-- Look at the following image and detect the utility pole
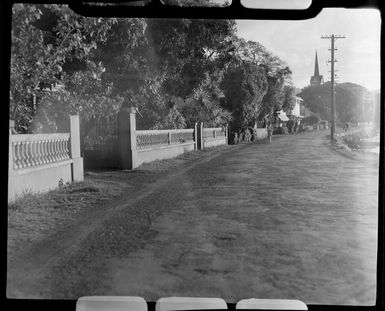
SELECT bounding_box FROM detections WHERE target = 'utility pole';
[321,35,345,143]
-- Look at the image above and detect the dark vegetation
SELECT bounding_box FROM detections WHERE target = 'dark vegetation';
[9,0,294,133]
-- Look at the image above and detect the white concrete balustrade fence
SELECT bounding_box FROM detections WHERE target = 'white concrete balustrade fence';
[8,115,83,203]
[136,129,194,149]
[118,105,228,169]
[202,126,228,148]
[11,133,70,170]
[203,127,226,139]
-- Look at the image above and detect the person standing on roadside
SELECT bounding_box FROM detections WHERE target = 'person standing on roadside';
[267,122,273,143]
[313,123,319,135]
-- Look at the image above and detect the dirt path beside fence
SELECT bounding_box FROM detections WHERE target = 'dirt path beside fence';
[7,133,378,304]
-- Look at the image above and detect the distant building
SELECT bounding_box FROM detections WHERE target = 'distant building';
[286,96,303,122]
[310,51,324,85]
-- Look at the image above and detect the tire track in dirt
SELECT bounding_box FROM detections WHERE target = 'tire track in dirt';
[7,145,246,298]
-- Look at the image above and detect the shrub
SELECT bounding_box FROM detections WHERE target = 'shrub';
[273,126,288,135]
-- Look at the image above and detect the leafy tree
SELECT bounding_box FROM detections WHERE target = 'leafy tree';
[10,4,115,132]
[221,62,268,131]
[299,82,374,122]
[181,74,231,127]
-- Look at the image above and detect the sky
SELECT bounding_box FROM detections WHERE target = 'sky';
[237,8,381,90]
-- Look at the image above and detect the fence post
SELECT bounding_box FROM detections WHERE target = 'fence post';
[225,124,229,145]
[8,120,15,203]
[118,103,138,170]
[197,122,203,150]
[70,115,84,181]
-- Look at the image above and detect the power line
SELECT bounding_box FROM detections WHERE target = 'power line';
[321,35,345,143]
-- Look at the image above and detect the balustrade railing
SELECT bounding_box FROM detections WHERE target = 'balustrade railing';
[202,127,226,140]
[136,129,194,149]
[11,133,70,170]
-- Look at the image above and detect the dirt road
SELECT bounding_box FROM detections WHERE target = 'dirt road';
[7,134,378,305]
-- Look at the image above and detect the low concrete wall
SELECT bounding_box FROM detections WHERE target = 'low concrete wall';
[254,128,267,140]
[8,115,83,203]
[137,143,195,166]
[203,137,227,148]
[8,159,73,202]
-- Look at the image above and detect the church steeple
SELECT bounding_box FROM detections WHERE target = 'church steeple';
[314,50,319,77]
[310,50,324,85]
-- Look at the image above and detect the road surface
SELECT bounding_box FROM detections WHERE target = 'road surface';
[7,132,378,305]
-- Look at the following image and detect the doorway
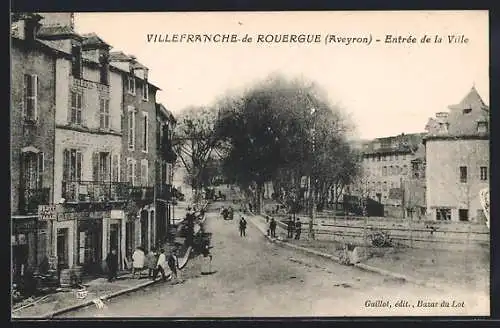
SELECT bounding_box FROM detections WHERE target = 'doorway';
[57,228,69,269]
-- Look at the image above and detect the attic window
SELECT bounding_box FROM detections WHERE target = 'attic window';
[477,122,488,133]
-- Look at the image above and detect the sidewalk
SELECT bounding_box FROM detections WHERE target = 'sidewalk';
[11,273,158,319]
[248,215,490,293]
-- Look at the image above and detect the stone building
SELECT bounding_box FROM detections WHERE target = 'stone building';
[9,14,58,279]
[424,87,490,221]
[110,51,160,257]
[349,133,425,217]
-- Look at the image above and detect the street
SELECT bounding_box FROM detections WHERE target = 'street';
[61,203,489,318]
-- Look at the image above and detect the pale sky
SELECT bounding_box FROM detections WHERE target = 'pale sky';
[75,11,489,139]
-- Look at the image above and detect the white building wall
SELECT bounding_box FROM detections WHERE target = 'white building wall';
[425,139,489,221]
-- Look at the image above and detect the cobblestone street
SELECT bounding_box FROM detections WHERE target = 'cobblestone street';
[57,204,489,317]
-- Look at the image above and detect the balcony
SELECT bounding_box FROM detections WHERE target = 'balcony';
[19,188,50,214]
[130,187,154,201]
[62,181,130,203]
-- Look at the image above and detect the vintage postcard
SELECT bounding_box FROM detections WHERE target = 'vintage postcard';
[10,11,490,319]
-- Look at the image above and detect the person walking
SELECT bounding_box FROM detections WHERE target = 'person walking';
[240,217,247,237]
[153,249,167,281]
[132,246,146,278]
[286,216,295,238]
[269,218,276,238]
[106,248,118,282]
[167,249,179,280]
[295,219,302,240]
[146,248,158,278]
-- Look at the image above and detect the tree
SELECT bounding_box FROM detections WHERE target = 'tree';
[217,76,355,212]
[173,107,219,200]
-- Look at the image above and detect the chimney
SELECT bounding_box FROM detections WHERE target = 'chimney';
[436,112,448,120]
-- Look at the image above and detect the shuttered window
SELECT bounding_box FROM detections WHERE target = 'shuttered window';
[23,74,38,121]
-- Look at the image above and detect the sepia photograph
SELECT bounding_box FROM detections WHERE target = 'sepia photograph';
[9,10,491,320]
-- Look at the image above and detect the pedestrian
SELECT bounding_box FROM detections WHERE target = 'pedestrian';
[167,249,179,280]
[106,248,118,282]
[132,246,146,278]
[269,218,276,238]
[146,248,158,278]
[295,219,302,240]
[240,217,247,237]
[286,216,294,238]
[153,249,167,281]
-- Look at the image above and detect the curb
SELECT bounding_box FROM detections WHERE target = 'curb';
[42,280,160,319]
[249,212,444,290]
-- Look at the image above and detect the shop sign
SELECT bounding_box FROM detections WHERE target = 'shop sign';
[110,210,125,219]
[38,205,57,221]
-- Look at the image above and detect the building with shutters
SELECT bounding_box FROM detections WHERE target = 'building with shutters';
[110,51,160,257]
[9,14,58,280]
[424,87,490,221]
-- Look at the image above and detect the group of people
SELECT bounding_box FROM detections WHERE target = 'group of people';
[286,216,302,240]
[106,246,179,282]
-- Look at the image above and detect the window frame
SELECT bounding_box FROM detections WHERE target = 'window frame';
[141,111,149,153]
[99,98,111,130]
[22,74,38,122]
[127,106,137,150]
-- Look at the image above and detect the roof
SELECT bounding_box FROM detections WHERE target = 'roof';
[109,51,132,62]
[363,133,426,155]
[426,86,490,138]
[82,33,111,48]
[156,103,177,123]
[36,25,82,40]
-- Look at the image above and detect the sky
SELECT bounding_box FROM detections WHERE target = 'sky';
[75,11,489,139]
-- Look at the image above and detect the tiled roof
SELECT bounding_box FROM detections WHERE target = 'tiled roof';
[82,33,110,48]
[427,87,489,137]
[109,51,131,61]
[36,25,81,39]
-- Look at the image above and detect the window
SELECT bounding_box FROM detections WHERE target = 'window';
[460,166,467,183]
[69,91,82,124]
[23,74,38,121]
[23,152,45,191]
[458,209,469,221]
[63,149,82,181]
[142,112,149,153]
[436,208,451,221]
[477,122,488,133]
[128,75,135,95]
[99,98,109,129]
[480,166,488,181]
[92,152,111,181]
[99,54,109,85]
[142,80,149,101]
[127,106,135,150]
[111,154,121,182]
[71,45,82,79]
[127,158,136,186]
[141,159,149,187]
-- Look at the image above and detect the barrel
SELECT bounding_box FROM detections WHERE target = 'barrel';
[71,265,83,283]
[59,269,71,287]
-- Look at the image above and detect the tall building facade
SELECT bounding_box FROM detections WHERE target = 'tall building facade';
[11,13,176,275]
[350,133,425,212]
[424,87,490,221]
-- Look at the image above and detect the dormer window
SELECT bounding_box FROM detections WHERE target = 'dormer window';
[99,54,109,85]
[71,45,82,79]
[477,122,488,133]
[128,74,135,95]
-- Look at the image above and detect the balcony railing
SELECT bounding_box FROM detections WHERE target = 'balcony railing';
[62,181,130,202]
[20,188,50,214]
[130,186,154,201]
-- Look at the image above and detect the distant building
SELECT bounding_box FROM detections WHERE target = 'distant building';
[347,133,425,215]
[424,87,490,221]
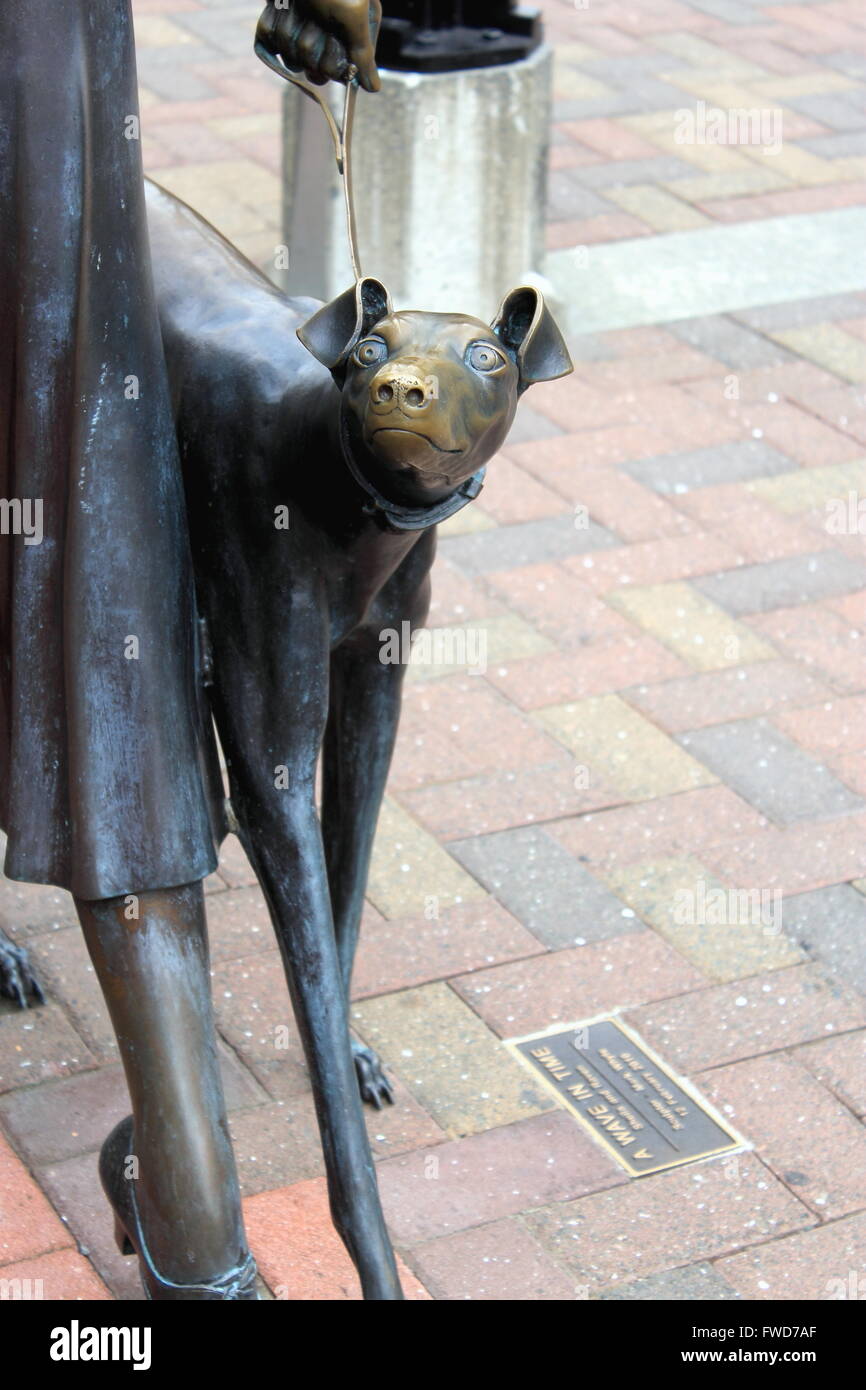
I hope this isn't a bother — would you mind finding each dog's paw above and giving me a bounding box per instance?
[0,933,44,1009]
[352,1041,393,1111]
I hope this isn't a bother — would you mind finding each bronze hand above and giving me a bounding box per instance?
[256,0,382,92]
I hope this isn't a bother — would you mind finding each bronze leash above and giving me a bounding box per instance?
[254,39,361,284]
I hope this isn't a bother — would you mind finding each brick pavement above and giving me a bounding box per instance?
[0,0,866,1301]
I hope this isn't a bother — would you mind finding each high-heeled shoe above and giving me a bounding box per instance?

EXERCISE DIRECTIONS:
Number the lines of the material from the line with "-- Look at the image above and detect the dormer" to the line with "[130,186,154,201]", both included, one per item, skipping any blank lines.

ANSWER TO THE TASK:
1. -- Look at the image above and detect the dormer window
2. SELECT bounding_box FROM detections WHERE target = 'dormer window';
3. [99,54,109,85]
4. [71,45,82,79]
5. [477,122,488,133]
6. [128,74,135,95]
7. -- Look at the image above and detect the balcony railing
8. SELECT bounding_box FROM detections WHERE target = 'balcony railing';
9. [62,181,130,202]
10. [20,188,50,214]
11. [130,186,154,201]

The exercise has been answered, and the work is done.